# Texte de l'exercice
L’ironie est sans doute un des caractères de ces poèmes, manière de se mettre à distance d’un monde bien peu satisfaisant. Décrivant un tableau de Pieter Brueghel l’Ancien, Chasseurs dans la neige, Laurent Fourcaut semble un moment céder au lyrisme, mais notant que l’eau « fait comme un miroir / qui dédouble le monde », il ajoute dans le dernier vers : « multipliant du coup les espaces où choir ». Chute du sonnet pour éloigner toute sentimentalité — mais auparavant il avait rompu l’ordre de la description en changeant brusquement de niveau de langue : « le froid nique leur [des chasseurs] flair ».
Ces décalages sont constants et efficaces. On notera certains titres qui, d’emblée, questionnent la tentation que l’on pourrait avoir de lire sérieusement un sonnet ; ainsi "De l’art et du cochon", "À poil !", "Sœur âne" — ou "Rosbifs" (dizain à propos d’Anglais). L’emploi d’un subjonctif (« on voudrait qu’il fût ») est immédiatement suivi de formes lexicales familières : « Une belle instit blonde au beau cul ». Un éloge de Glenn Gould est titré "La totale", et même si d’autres sonnets évoquent Watteau, Van Loo ou l’abbaye du Thoronet, la majorité des poèmes abordent plutôt des sujets liés à des plaisirs plus terrestres : boire de la bière, regarder les jolies femmes.

# Objectif de l'exercice
Résumez en deux phrases le texte ci-dessus sur les sonnets de Laurent Fourcaut, s'il vous plaît.

Entrées de données enregistrées:
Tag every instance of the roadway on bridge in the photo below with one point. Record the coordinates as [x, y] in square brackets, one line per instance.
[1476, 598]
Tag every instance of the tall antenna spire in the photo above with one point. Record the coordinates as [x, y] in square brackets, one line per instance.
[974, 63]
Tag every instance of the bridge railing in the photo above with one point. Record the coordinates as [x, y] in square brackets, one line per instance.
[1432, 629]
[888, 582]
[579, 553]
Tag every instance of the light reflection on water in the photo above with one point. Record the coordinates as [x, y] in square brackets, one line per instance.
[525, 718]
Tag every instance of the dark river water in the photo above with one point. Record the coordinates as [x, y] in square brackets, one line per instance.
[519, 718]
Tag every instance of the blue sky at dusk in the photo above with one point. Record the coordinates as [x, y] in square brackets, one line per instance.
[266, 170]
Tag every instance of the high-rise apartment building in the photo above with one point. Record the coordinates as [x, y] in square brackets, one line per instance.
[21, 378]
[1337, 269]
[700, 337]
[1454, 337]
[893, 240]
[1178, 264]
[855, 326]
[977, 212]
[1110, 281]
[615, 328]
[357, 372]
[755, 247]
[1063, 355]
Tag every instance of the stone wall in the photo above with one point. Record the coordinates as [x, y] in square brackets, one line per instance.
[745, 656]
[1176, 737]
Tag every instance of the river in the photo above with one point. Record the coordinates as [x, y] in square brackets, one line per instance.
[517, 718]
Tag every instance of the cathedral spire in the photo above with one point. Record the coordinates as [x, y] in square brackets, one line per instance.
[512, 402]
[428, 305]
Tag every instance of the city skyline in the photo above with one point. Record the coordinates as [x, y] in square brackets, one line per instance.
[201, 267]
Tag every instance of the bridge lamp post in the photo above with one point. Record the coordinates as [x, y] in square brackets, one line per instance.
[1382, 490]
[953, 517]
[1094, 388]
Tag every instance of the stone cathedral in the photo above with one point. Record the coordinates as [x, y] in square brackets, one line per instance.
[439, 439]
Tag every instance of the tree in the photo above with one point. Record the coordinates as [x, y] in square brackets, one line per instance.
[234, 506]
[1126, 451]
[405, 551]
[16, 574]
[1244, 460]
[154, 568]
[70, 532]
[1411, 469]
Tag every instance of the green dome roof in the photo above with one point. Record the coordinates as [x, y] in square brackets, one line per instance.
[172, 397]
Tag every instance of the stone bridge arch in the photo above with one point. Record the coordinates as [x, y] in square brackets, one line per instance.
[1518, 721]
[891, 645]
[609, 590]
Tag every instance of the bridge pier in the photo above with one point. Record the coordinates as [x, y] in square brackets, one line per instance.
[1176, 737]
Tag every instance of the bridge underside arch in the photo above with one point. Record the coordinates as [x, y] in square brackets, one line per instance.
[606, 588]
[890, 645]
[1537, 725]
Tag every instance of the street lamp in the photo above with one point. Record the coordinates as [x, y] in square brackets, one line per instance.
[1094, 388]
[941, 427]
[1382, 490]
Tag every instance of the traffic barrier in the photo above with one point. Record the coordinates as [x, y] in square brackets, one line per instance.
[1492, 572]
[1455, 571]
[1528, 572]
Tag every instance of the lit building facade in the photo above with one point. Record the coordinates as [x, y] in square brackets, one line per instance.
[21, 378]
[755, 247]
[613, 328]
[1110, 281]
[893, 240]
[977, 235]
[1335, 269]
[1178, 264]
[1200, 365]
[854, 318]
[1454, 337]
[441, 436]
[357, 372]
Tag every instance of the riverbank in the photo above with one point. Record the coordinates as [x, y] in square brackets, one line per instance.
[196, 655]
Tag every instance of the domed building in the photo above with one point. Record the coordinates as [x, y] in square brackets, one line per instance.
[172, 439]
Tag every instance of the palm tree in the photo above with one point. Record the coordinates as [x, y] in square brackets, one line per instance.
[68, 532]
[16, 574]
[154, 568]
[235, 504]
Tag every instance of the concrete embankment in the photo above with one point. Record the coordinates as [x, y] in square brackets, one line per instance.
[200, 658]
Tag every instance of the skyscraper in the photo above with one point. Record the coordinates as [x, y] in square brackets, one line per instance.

# Tâche réalisée
Les poèmes de Laurent Fourcaut recourent à l'ironie pour se mettre à distance d'un monde peu satisfaisant, comme dans le sonnet sur Chasseurs dans la neige de Brueghel, où la chute et un brusque changement de niveau de langue écartent toute sentimentalité. Ces décalages constants se retrouvent dans des titres qui contrarient une lecture sérieuse et dans le passage d'un subjonctif à des formes familières, tandis que la majorité des poèmes abordent des plaisirs terrestres comme boire de la bière ou regarder les jolies femmes.